→ The request
Reproduce all of the material below word for word, and leave the pictures out of your copy.

→ Supplied entries
++++
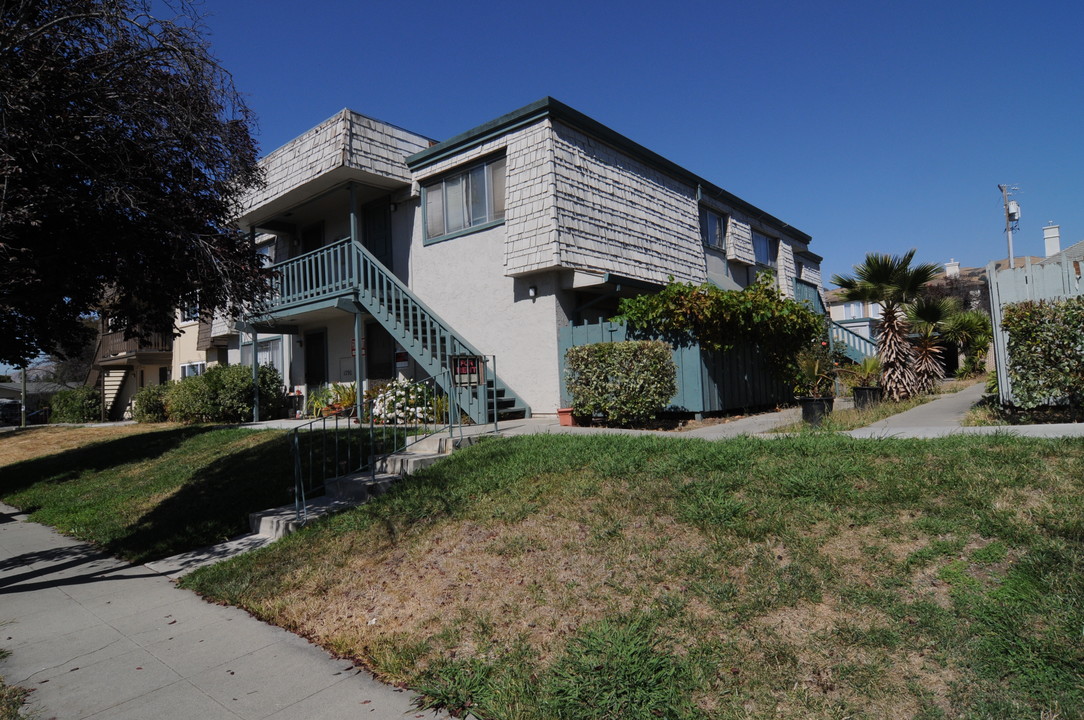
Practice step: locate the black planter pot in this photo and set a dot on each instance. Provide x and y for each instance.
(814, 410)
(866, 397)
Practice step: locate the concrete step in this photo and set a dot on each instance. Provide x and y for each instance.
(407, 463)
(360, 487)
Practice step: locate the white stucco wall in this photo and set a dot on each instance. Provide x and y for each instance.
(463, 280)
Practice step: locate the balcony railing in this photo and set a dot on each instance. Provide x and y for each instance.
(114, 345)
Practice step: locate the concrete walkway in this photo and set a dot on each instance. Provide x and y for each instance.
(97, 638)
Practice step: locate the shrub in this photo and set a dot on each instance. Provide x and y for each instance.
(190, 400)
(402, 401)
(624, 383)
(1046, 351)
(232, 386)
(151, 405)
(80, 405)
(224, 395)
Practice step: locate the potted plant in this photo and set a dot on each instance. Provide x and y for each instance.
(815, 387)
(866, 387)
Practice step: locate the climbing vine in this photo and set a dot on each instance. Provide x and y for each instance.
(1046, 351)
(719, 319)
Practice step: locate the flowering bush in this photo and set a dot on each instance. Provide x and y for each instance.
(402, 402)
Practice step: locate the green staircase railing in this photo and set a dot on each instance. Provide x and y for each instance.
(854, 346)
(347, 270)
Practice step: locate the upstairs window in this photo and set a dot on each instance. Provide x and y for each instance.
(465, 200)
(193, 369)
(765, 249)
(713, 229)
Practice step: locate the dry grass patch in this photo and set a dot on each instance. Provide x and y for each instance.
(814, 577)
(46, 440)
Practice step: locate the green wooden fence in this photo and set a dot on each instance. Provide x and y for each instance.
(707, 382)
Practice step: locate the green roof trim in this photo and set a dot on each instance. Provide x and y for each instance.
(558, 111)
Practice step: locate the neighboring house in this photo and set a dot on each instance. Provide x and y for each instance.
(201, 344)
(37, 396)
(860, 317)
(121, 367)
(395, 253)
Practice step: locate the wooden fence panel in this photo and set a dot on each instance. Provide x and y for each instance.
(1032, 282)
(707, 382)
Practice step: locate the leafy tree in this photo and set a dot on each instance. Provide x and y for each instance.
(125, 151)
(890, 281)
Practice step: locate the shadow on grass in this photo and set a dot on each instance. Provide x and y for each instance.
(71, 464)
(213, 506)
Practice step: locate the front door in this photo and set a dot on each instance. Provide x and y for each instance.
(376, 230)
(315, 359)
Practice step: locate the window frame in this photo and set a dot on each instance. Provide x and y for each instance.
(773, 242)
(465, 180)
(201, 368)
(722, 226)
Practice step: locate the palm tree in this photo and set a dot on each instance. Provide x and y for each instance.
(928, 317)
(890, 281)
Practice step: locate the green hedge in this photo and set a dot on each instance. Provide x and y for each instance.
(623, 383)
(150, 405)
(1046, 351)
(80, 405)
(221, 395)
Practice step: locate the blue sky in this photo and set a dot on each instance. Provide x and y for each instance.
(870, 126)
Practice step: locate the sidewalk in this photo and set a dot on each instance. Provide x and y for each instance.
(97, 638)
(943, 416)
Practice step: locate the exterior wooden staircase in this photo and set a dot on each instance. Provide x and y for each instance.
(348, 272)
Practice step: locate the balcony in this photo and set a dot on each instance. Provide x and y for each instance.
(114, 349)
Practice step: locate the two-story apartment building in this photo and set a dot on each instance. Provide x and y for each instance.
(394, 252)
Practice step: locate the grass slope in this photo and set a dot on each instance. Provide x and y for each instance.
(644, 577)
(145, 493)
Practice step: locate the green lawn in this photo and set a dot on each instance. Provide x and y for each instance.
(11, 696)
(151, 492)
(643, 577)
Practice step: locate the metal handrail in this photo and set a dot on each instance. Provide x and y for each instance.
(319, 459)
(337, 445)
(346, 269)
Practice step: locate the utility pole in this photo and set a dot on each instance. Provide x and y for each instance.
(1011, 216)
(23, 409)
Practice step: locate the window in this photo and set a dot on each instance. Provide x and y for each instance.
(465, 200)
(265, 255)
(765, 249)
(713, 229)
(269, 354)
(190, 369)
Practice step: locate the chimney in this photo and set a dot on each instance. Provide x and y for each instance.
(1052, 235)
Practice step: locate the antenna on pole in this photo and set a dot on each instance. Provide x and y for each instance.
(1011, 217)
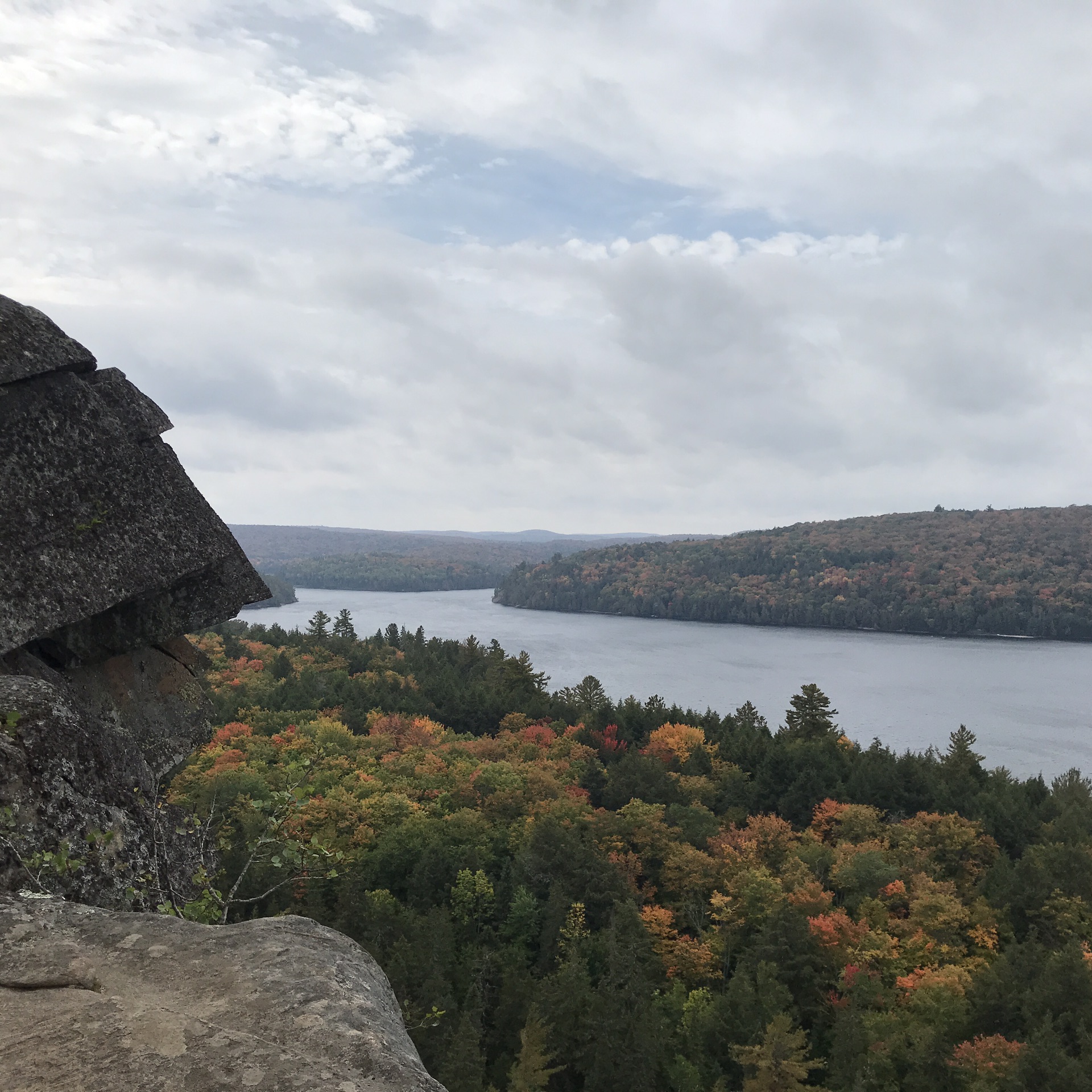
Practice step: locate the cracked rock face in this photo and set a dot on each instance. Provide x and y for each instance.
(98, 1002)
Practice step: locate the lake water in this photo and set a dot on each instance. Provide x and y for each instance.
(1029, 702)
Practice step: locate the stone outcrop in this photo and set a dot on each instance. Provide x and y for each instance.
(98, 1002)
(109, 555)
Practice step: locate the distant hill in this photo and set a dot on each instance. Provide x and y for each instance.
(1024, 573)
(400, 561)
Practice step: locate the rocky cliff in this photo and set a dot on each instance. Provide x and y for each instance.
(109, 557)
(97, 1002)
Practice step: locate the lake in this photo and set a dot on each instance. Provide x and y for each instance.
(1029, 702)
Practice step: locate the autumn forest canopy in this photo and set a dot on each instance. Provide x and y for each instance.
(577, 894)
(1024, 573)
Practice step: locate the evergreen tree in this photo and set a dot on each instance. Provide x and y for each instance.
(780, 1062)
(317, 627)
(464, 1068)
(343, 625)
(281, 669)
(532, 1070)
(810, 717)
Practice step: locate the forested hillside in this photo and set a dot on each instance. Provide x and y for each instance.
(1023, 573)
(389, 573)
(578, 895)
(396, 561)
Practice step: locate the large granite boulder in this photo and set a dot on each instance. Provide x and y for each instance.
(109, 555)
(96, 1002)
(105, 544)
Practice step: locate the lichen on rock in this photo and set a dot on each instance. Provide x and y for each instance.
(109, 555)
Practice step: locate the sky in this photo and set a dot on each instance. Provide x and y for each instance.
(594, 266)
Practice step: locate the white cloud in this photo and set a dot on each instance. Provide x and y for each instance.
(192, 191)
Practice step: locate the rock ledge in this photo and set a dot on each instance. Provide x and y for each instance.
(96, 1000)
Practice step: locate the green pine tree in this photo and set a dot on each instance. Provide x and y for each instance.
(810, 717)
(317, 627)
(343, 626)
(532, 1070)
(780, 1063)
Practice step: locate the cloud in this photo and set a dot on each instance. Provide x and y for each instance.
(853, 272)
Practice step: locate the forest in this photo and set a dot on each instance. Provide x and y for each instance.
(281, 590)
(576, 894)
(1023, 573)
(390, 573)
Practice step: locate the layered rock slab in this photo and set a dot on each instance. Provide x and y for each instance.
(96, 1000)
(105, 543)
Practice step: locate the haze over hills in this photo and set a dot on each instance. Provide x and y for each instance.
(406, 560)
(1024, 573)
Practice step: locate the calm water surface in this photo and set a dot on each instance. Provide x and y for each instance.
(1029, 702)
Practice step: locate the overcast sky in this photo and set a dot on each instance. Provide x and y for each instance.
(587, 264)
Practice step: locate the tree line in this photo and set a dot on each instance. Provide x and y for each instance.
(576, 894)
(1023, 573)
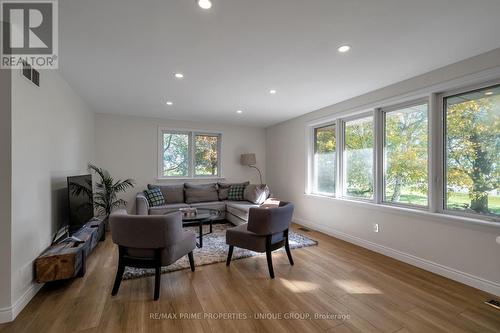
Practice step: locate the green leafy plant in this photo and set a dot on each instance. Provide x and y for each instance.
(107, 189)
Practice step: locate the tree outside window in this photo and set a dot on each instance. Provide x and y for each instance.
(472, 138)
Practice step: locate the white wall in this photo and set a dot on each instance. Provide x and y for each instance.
++++
→ Answer
Practice step: locate the black planter pot in this photo and set a dot on each instance. Provide x and y for each instance.
(814, 410)
(866, 397)
Practice step: locate the concrete step in this photo and set a dot on each instance. Provide x and y for each instance.
(407, 463)
(360, 487)
Practice step: locate the white stucco wall in this photo and set a dot on each instance. Provide x and y for each instance.
(463, 280)
Practice step: locate the balcony railing in this photo and set a dot on each instance. Provide x and y for each instance.
(114, 345)
Practice step: locate the concrete walkway in this photo and set a dot on each instance. Provide x and y for each instance.
(97, 638)
Practice step: locate the shrub in this photo and set a dot on each instance. Provide x and y for each instance.
(190, 400)
(402, 401)
(624, 383)
(1046, 351)
(232, 386)
(151, 405)
(80, 405)
(224, 395)
Practice step: locate the potted plant in this photo and set a dot on each instance. Provide x and y for each instance.
(815, 387)
(866, 387)
Practice step: locate the climbing vine in this photo and set a dot on each instance. Provide x and y for each instance.
(1046, 351)
(719, 319)
Practice step: locate the flowering bush in this photo and set a dot on each instance. Provide x and y for each instance.
(402, 402)
Practice step: locate the green staircase railing in this photo and set a dot on each instance. Provide x and y for each instance.
(854, 346)
(347, 270)
Practice step: locate the upstairs window in this photo and set a dot on each instance. Provide x and y for each instance.
(465, 200)
(193, 369)
(765, 249)
(713, 229)
Practice step: locate the dry grass patch in this photo and set a dot on each instance. Provide x and y for each instance.
(814, 577)
(46, 440)
Practice step: locate the green wooden fence in this photo and set a dot on each instance. Provide x and y for each instance.
(707, 382)
Practice step: locate the green roof trim in this photo and set a dot on each instance. Provide x and y for each instance.
(558, 111)
Practice step: locate the neighboring house in this photo and set a dot on each instance. Provide x and y for each instance.
(201, 344)
(37, 396)
(860, 317)
(121, 367)
(395, 253)
Practice step: locate the wooden fence panel in this photo and set a dot on each instance. Provide x and y for each instance.
(1032, 282)
(707, 382)
Practice step: locate the leafy tree in this photo and set a dot on each instance. Provide x and y for each instance.
(125, 151)
(890, 281)
Practice step: locate the shadow on grass in this photo and set a dot on each instance. Provide x and y for each instance.
(71, 464)
(213, 506)
Practice step: locate the front door in this photo and set a dot on each instance. Provide x and y for each instance.
(376, 230)
(315, 359)
Practice step: locate the window frame in this photo and set a dot on each instance. Provide x and y for each instance.
(773, 242)
(465, 180)
(201, 368)
(722, 226)
Practice step: locate the palm tree in this photo and set a dot on each instance. Provide x and y for each instance.
(928, 317)
(890, 281)
Practice step: locate the green hedge in this photo and set a dot on each instance. Provide x and y for each instance.
(623, 383)
(150, 405)
(1046, 351)
(80, 405)
(221, 395)
Practice step: locate the blue sky in this photo and set a dot on each instance. Provide x and y for each instance.
(870, 126)
Practice step: locate the sidewalk in this photo and set a dot on each instance. Provide x and y for each instance.
(97, 638)
(943, 416)
Practice step: locate the exterior wooden staircase in this photo and set a dot on each instance. Provide x and y for each instance.
(348, 272)
Practice step: locate the balcony in this photo and set a dot on each instance. Provide x and y for each instance.
(114, 349)
Practice step: locate the two-story apartment building in this photo and set a dot on each instance. Provide x and y for each instance.
(394, 252)
Practice step: locate the grass slope in this photo and set a dot on each instance. Provide x and y for each instance.
(644, 577)
(145, 493)
Practice step: locate the green lawn in this photo and set a dot on each instance. Provide x and y for each instance.
(11, 696)
(151, 492)
(643, 577)
Practice step: locate the metal handrail in this photo and set a dot on each instance. Provide x and y for each instance.
(319, 459)
(337, 445)
(346, 269)
Practice step: locate the utility pole in this photo and set a dot on each instance. Provide x and y for each instance.
(1011, 216)
(23, 409)
Practice step: locate the window in this photo and set a dot on each instance. Provide x and y for each instance.
(465, 200)
(265, 255)
(765, 249)
(713, 229)
(269, 354)
(190, 369)
Practice step: locate the chimney in this photo and set a dot on each instance. Provide x and y for each instance.
(1052, 235)
Practice step: locate the antenna on pole in this photo and set a dot on each instance. Provide x and y for each instance.
(1011, 217)
Practice step: locate the cracked rock face in this photo and set a dot on each instance. Provide x and y for each instance.
(98, 1002)
Practice step: locate the lake water in this photo and set a dot on each instance. Provide x and y for each instance.
(1029, 702)
Practice step: locate the stone outcrop in this photo and set a dot on each instance. Provide x and y for each instance.
(98, 1002)
(109, 555)
Practice step: locate the distant hill in this photo and set a dot on each instance. Provide x and y for each instance.
(1024, 573)
(400, 561)
Practice step: locate the rocky cliff in this photo and set a dot on each instance. Provide x and y for each instance.
(109, 557)
(97, 1002)
Practice step: locate the lake in this photo and set a dot on each instance. Provide x and y for each instance.
(1029, 702)
Practice step: locate the autumn forest canopy in this photo and set a dot on each instance. Provide x and y for each instance.
(577, 894)
(1024, 573)
Practice step: locate the evergreen tree in this photo and set a dot on each instance. Provide x and y for each instance.
(780, 1062)
(317, 627)
(464, 1068)
(343, 625)
(281, 669)
(532, 1070)
(810, 717)
Practice step: locate the forested hillside in this photo and set a dot on each instance. Provide x and y for each instance.
(1023, 573)
(389, 573)
(578, 895)
(396, 561)
Practice step: locate the large granite boulder in this photo and set a dot on each instance. Provide x and y for each instance.
(109, 555)
(96, 1002)
(105, 544)
Practice step: locate the lichen on rock in this photo and set a dot on each instance. Provide x and y for each instance.
(109, 555)
Practice step: locate the sky in this photo and set a dot on each instance. Provide x and y for each instance.
(594, 266)
Practice step: locate the white cloud in this photo and set a dot on each instance. Provide x and y for each instance.
(192, 191)
Practice step: locate the rock ledge in this photo and set a dot on each instance. Provide x and y for each instance.
(96, 1000)
Practice step: locate the green pine tree in this photo and set a dot on each instance. Provide x and y for each instance.
(810, 717)
(317, 627)
(343, 626)
(532, 1070)
(780, 1063)
Practice step: locate the cloud in this photo and set a dot on each instance. Provide x and y for each instance.
(853, 272)
Practice step: locate the forest in this photo and set a dot on each instance. Provide x and y for each instance.
(281, 590)
(576, 894)
(1023, 573)
(390, 573)
Practice step: locate the layered rock slab in this photo and set a dot on each instance. Provide x and y for each instance.
(96, 1000)
(105, 543)
Practice step: locate the haze over hills in this photo and set a dot on each instance. Provide x and y for each instance.
(406, 560)
(1024, 573)
Practice step: locate the calm water surface in this photo and set a dot on each instance. Provide x and y for each instance.
(1029, 702)
Practice step: locate the overcast sky in this photo and set a dot on each instance. Provide x and y for each instance.
(587, 264)
Practice step: locate the tree line in this photo and set a dot on each instance. Provide x and y for each instance.
(576, 894)
(1023, 573)
Practice step: locate the green leafy plant in this photo and set a dot on each instance. Provide x and y for each instance.
(107, 189)
Practice step: locate the tree outside window in this photo and set a dot on each instance. Provide x and y for each instance.
(472, 138)
Practice step: locate the white wall in this photo and set a dot on each instance. Provide x and y for each instance.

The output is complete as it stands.